- **DO THIS**: Transcribe the lines below verbatim, skipping the images.

Rows from a pointing dataset
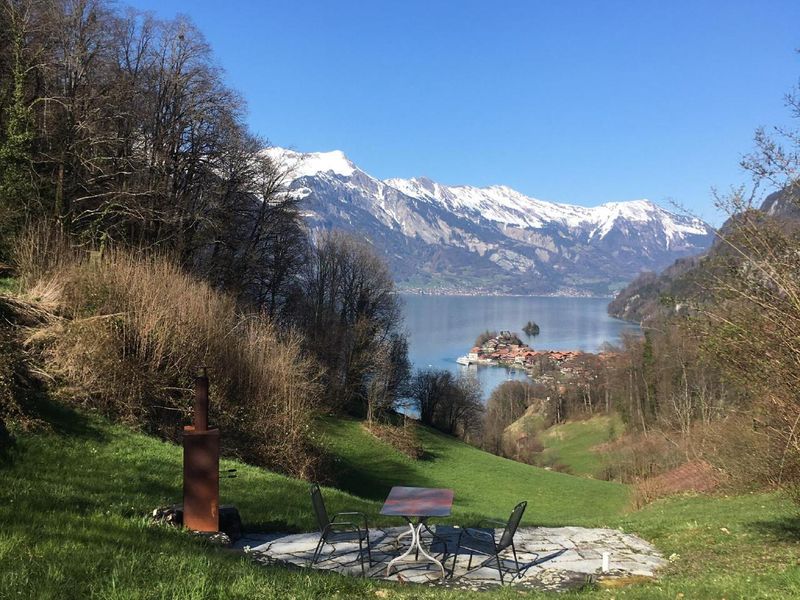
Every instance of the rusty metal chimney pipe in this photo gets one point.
(201, 400)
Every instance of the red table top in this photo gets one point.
(418, 502)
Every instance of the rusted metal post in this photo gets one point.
(201, 400)
(201, 465)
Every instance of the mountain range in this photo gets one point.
(466, 239)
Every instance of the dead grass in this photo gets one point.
(695, 476)
(402, 438)
(133, 332)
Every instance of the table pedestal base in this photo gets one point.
(415, 531)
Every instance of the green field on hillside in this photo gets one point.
(571, 444)
(484, 484)
(74, 502)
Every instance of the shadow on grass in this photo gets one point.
(64, 420)
(784, 529)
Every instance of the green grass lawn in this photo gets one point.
(570, 444)
(74, 504)
(484, 484)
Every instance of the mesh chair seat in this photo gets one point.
(348, 529)
(483, 541)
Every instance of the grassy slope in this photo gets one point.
(570, 444)
(484, 484)
(72, 524)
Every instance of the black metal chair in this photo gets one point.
(481, 541)
(332, 530)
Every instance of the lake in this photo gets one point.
(442, 328)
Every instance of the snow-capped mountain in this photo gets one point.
(465, 238)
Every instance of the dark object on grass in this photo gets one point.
(230, 522)
(482, 541)
(201, 465)
(332, 531)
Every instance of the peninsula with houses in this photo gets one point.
(506, 349)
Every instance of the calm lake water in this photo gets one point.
(442, 328)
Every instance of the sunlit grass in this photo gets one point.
(74, 503)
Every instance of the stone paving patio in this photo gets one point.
(552, 558)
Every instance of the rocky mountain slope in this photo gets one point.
(687, 279)
(494, 239)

- **COMPLETE OUTPUT**:
Every instance of the rusty metal chimney pipe in this photo gets one point.
(201, 400)
Every instance of the red table top in this photo gets one point.
(418, 502)
Every instance of the rusted metal post in this photo gets one point.
(201, 400)
(201, 465)
Every instance of the mountain range in this photo gets one point.
(466, 239)
Every instance of the dead grass in this photo gets one point.
(695, 476)
(402, 438)
(133, 332)
Every instance of the table pedestal base in this photo gets one point.
(415, 531)
Every instance of the green field on hillside in this photo gets one point.
(571, 444)
(484, 484)
(74, 502)
Every instance of the shadow on grass in this photo gets one point.
(64, 420)
(784, 529)
Every instance of the green grass lawn in this photo gets one point.
(570, 444)
(74, 504)
(484, 484)
Every instance of the mesh chair seat in this photo gets one point.
(348, 529)
(483, 541)
Every instance of the grassy slope in this photo gets one point.
(570, 444)
(484, 484)
(72, 524)
Every instance of the black metal chair in this photo gets one point.
(481, 541)
(332, 530)
Every instance of the lake in this photo gets one point.
(442, 328)
Every instance of the snow-capped mountain in this photo gets one point.
(465, 238)
Every instance of the dark object on grass in this photo gets one point.
(230, 522)
(482, 541)
(201, 465)
(332, 531)
Every instance of the peninsula with houses in this photo gets one point.
(506, 349)
Every instance of the calm lake water in this photo gets one point.
(442, 328)
Every instance of the sunlit grass in this photo gets one point.
(74, 503)
Every instance of the stone paving patio in this photo gets one point.
(552, 558)
Every instance of the rocky mountain slope in this photo gets one point.
(687, 279)
(494, 239)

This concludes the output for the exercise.